Directive:
Count the lines in the rows below that include the string "black", matching case exactly. Reply with the number alone.

>> BEGIN Data supplied

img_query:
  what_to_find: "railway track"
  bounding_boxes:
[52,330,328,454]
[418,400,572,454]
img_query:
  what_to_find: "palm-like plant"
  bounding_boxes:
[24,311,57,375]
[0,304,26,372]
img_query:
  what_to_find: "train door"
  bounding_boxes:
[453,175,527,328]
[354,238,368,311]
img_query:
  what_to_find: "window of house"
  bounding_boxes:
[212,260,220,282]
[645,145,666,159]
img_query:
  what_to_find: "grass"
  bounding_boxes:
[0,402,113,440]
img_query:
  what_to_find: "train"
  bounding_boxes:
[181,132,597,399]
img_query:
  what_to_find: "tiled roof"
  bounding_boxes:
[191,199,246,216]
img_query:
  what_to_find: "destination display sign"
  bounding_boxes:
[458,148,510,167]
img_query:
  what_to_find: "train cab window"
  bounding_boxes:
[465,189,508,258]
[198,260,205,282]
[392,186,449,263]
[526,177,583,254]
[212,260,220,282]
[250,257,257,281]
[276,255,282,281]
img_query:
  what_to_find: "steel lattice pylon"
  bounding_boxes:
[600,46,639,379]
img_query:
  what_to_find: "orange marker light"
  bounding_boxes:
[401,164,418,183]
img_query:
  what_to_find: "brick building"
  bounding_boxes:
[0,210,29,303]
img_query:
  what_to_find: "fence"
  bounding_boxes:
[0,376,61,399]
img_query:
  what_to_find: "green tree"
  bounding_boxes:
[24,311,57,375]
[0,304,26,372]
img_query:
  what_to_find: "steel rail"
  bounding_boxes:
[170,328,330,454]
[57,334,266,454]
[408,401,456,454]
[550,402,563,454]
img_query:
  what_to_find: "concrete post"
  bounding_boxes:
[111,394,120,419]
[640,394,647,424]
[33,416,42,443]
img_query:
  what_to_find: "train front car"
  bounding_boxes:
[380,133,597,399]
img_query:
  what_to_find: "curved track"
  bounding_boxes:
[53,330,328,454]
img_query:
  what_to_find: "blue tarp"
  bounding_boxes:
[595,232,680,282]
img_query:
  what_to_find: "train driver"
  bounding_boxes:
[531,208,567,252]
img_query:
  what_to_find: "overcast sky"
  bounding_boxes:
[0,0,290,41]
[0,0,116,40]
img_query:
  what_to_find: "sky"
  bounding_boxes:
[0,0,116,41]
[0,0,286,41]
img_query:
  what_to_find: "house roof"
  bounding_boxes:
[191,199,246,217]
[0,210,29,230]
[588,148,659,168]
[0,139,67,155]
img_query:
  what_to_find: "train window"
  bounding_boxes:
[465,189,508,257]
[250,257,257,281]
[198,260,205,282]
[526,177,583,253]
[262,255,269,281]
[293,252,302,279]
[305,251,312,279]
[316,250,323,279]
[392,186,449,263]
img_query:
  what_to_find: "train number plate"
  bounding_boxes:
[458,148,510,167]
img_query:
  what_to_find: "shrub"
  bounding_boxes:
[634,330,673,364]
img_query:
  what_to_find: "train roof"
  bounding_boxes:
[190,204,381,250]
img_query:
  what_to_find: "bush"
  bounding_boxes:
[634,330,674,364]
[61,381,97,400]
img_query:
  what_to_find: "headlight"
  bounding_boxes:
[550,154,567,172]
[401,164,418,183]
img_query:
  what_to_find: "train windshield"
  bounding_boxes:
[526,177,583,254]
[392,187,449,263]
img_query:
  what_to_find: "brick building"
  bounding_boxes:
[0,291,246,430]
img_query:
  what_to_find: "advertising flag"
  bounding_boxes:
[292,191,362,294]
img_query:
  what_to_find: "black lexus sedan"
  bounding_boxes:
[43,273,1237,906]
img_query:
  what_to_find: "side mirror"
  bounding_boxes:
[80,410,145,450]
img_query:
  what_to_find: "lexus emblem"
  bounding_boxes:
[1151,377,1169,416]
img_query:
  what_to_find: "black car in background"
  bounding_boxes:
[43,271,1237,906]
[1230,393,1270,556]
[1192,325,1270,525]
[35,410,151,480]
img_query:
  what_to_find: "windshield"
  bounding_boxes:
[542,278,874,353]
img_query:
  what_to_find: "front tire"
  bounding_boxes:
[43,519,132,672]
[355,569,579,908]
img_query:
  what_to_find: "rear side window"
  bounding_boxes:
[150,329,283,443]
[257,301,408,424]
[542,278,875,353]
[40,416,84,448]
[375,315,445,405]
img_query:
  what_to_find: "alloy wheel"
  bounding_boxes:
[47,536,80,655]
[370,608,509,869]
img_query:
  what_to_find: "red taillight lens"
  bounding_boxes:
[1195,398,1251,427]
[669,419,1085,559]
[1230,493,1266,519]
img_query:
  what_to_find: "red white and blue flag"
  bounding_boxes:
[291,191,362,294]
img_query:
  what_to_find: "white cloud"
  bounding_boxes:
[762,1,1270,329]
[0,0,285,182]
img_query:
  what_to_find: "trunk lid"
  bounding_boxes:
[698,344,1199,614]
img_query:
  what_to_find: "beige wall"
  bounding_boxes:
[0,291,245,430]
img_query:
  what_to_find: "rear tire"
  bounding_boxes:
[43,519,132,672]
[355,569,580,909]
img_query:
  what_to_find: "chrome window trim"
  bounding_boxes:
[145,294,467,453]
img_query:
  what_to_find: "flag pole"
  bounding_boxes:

>> END Data supplied

Problem solution:
2